> DOCUMENT EXTRACT:
::::::::::

Dr. Arnardóttir recipient of the annual Research Incentive Award

10.9.2021

The Science and Technology Policy Council's Incentive Award 2021 was presented at the Rannís Research Forum today. 

Dr. Erna Sif Arnardóttir, from RU's Departments of Engineering and Computer Science and Dr. Martin Ingi Sigurðsson, professor of anesthesia and intensive care medicine at the University of Iceland, and physician in the same field at Landspítali, received the award this time. Katrín Jakobsdóttir, Prime Minister and Chairman of the Science and Technology Policy Council, presented the award to Erna and Martin. 

The recipients with the minster for education and Iceland's prime minister at the award ceremony. 

 

Erna Sif Arnardóttir was born in 1981. She graduated with a B.S. degree in molecular biology from the University of Iceland in 2005, a master's degree in biomedical sciences in 2007. She defended her doctoral thesis in biomedical sciences from the University of Iceland in 2013. The thesis was completed in part at the University of Pennsylvania.

Leading a revolution

Erna Sif has been a leading scientist in the field of sleep research in Iceland, e.g. as a Pot-doc and adjunct at the Faculty of Medicine at the University of Iceland, as a chief biologist at the Department of Sleep at Landspítali University Hospital, as a clinical consultant at Nox Medical and as a research specialist at the Department of Engineering at Reykjavík University. In 2020, she established an interdisciplinary Sleep Research Center at Reykjavík University.

 

She leads the research and development project Sleep Revolution which received a €15-million grant from the EU‘s Horizon 2020 Framework Programme for Health, demographic change and wellbeing. This was  one of the highest grants given to scientific research in Iceland. Erna Sif has previously received numerous awards for her work in the field of sleep research. She was awarded as the young researcher of the year at Landspítali in 2009 and received an incentive grant from the Landspítali Science Fund in 2011, as well as recognition for her contribution internationally, where she has repeatedly spoken about her research at conferences.

::::::::::

> COMPLETE THE FOLLOWING:
[a] Answer each question using the article on the 2021 Research Incentive Award.
(i) At what event was the award presented?
(ii) In what year did Erna Sif Arnardóttir defend her doctoral thesis?
(iii) How large was the grant that the Sleep Revolution project received?
[b] Carry on the article about the 2021 Research Incentive Award, starting after its final sentence.
The records that come next have no connection to the award article.

::::::::::

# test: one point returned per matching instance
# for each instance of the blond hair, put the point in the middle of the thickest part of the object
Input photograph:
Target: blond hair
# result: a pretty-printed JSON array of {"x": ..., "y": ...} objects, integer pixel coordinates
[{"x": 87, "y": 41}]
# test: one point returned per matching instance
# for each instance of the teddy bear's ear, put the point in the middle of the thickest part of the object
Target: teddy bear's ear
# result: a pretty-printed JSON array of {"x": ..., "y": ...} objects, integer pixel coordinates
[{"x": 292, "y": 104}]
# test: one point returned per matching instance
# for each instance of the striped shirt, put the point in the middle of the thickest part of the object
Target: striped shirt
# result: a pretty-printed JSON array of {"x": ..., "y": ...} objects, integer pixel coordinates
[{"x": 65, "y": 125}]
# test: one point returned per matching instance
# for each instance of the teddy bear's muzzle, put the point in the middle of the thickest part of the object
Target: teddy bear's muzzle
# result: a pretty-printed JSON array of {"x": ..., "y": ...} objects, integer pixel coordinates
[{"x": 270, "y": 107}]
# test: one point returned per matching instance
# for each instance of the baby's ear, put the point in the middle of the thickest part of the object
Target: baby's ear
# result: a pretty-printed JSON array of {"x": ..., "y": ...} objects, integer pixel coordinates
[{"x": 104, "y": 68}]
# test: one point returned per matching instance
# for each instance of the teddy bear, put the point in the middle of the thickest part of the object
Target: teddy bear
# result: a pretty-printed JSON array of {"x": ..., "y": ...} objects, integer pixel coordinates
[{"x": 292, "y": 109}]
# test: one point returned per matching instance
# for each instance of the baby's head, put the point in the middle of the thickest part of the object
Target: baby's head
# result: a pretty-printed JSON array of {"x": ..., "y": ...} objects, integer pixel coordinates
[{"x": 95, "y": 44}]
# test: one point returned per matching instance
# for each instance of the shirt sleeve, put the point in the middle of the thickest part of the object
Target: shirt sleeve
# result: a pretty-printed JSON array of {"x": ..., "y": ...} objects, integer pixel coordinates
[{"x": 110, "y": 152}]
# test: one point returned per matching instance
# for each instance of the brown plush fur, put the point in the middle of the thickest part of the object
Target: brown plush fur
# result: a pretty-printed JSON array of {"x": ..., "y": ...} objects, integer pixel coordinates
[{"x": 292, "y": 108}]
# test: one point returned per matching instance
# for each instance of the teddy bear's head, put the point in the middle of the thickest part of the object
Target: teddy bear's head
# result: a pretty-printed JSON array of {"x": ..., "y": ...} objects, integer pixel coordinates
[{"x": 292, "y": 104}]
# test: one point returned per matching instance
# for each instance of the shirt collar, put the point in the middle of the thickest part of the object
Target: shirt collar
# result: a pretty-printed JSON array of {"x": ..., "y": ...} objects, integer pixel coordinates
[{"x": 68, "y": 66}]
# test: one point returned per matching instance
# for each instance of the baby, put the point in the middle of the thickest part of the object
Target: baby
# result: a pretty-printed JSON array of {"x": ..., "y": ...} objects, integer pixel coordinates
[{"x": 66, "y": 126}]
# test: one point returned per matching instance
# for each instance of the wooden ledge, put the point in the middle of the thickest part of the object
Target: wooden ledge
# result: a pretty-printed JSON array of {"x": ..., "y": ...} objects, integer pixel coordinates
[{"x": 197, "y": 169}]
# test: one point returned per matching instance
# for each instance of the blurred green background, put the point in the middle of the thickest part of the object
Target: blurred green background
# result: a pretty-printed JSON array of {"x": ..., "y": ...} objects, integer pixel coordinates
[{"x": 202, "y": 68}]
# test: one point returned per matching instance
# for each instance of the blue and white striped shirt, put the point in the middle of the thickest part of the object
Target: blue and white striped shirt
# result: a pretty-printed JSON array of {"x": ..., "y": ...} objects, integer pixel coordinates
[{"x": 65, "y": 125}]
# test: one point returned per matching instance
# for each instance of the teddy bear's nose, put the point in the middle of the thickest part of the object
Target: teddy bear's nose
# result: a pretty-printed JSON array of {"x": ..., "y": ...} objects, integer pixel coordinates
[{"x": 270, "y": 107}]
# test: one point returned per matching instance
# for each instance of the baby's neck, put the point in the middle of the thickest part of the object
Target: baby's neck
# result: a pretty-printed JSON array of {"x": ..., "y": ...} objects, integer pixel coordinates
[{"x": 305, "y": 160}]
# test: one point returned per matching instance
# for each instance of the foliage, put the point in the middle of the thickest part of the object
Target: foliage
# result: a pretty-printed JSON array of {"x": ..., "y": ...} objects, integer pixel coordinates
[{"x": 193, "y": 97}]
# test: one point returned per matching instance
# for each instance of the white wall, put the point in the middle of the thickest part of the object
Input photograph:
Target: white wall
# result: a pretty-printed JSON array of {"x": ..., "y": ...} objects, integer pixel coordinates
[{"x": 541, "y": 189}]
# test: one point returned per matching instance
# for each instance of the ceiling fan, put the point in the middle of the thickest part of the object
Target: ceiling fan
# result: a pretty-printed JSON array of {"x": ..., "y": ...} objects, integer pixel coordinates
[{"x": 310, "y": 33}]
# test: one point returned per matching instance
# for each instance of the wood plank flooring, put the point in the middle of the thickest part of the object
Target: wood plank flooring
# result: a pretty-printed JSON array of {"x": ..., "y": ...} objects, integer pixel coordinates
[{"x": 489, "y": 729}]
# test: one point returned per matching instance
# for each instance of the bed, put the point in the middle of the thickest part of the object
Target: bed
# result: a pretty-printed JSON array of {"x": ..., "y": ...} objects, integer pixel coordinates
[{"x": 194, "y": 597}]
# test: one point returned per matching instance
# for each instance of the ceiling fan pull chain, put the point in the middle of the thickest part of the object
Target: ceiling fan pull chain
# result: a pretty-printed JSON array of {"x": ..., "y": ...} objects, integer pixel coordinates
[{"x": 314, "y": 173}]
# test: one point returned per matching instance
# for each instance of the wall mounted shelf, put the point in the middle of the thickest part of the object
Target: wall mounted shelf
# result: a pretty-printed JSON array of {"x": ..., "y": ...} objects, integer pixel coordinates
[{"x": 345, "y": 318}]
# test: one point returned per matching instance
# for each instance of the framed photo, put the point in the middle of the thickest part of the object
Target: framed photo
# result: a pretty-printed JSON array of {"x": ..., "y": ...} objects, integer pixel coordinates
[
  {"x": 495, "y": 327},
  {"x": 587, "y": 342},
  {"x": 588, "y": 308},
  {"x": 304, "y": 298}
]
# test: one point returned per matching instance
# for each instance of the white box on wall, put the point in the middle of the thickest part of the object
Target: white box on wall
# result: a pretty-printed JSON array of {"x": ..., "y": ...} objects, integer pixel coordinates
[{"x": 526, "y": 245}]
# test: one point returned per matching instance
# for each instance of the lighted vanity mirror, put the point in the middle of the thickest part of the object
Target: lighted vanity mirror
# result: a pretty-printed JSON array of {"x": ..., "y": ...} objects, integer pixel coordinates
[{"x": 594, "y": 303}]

::::::::::

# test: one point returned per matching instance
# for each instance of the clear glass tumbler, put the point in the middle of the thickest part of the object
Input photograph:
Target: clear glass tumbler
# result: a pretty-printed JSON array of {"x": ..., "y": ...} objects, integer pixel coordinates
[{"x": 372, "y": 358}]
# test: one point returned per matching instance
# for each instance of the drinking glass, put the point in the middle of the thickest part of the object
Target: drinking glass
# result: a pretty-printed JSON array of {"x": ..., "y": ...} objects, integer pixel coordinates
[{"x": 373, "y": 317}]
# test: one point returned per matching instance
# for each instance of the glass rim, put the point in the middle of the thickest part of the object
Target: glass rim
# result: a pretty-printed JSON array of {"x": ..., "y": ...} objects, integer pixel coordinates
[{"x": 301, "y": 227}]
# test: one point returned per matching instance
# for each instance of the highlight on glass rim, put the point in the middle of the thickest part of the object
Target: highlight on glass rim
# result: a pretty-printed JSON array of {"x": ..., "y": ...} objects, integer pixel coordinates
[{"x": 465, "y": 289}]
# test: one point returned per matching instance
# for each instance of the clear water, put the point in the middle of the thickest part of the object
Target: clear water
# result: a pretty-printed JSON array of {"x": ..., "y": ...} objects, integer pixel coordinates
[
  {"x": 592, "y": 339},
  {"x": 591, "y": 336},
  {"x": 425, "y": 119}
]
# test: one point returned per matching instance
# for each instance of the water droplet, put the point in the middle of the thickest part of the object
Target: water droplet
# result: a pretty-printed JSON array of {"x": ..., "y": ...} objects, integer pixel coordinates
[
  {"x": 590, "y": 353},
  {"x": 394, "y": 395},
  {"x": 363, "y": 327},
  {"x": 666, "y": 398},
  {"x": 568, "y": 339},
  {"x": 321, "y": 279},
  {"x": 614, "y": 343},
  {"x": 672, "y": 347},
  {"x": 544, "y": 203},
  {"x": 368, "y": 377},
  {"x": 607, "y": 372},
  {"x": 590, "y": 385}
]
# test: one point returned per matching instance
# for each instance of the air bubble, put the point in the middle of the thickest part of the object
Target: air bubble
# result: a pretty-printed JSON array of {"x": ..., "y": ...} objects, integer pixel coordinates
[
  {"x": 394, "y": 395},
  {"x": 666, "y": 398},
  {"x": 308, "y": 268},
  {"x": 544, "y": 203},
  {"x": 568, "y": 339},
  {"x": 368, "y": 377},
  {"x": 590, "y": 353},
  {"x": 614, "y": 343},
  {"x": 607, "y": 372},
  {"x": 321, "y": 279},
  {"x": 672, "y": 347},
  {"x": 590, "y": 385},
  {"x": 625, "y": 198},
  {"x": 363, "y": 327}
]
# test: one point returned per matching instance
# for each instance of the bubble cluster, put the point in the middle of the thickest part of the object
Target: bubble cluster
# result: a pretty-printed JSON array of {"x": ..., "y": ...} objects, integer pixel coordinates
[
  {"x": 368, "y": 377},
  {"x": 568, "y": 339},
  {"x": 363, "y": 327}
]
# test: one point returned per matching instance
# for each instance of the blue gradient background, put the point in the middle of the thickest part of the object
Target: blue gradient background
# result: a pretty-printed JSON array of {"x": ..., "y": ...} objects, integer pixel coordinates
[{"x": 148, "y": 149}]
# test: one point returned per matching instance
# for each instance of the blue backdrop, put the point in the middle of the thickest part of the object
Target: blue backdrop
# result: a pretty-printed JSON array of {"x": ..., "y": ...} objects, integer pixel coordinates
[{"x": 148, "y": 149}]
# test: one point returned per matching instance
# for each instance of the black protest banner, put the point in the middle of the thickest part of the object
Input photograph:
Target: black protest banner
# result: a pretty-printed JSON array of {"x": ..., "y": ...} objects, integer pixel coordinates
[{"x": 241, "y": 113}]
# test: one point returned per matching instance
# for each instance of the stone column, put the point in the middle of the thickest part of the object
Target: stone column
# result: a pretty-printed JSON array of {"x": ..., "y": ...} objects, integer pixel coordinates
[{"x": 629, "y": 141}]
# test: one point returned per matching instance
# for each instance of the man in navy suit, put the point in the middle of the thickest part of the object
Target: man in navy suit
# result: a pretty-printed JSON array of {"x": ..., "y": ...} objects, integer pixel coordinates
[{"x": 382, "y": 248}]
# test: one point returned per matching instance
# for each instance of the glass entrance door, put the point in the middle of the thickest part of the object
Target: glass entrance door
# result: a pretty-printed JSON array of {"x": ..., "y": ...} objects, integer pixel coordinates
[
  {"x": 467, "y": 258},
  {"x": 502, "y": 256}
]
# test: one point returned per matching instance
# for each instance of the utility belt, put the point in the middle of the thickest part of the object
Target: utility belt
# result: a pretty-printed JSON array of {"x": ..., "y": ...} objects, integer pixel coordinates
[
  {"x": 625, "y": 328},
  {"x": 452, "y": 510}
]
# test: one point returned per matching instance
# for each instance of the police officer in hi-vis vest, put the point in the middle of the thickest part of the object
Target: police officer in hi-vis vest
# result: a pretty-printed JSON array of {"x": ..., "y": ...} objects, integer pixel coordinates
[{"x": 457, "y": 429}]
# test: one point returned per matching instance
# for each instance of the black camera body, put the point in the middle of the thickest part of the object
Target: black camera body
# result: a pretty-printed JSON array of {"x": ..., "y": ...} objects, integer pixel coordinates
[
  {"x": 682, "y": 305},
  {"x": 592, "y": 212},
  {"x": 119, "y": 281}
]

::::::::::

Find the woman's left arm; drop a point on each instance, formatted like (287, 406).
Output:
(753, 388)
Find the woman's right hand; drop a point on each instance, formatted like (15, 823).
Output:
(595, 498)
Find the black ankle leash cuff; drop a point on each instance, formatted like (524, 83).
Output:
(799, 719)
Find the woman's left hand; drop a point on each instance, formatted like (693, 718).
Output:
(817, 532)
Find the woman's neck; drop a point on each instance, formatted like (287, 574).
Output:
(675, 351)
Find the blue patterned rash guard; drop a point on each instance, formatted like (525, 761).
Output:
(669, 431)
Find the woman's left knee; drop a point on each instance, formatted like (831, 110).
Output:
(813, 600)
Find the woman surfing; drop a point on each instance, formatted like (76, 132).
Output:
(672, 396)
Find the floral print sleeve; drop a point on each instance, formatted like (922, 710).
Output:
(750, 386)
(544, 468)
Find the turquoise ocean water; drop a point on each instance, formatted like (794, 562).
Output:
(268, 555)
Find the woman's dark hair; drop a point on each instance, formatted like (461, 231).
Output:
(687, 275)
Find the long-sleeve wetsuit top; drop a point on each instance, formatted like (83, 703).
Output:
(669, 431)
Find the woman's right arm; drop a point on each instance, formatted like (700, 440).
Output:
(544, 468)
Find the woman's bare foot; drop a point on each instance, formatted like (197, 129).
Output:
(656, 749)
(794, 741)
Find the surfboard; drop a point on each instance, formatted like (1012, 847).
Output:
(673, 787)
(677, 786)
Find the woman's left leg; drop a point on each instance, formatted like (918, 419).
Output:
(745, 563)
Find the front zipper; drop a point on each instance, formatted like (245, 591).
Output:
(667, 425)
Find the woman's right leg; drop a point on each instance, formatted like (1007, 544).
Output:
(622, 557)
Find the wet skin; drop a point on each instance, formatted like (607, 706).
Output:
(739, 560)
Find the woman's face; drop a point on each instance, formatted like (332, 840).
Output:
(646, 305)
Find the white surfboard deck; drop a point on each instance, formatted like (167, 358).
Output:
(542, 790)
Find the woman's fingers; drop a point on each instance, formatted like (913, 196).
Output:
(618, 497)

::::::::::

> OUTPUTS IN ORDER:
[a]
(i) The Rannís Research Forum
(ii) 2013
(iii) €15 million

[b]
Doctor and professor

Martin Ingi Sigurðsson was born in 1982. He graduated with a bachelor's degree in medicine from the University of Iceland in 2009 but in addition to his medical studies he studied for a doctorate in genetics at the University of Iceland which he completed with a doctoral dissertation in 2011. He subsequently completed a subspecialty in intensive care and cardiac and pulmonary anesthesia at Duke University in North Carolina. He took on the position of professor at the University of Iceland in 2019 along with the position of chief physician at Landspítali's anesthesia and intensive care unit. Martin Ingi has been very active in research in Iceland and internationally for the past 15 years. In 2011 he was young researcher of the year at Landspítali, ans has furthermore received a number of awards, e.g. for his contribution to international scientific conferences.

About the Incentive Award

The Science and Technology Policy Council's Incentive Award is given to scientists who, early in their careers, are considered to have excelled and created expectations for a contribution to scientific work that strengthens the foundations of human life in Iceland. The prize has been awarded since 1987, the aim of which is to encourage researchers to do well and to draw the public's attention to the value of research and the work of scientists.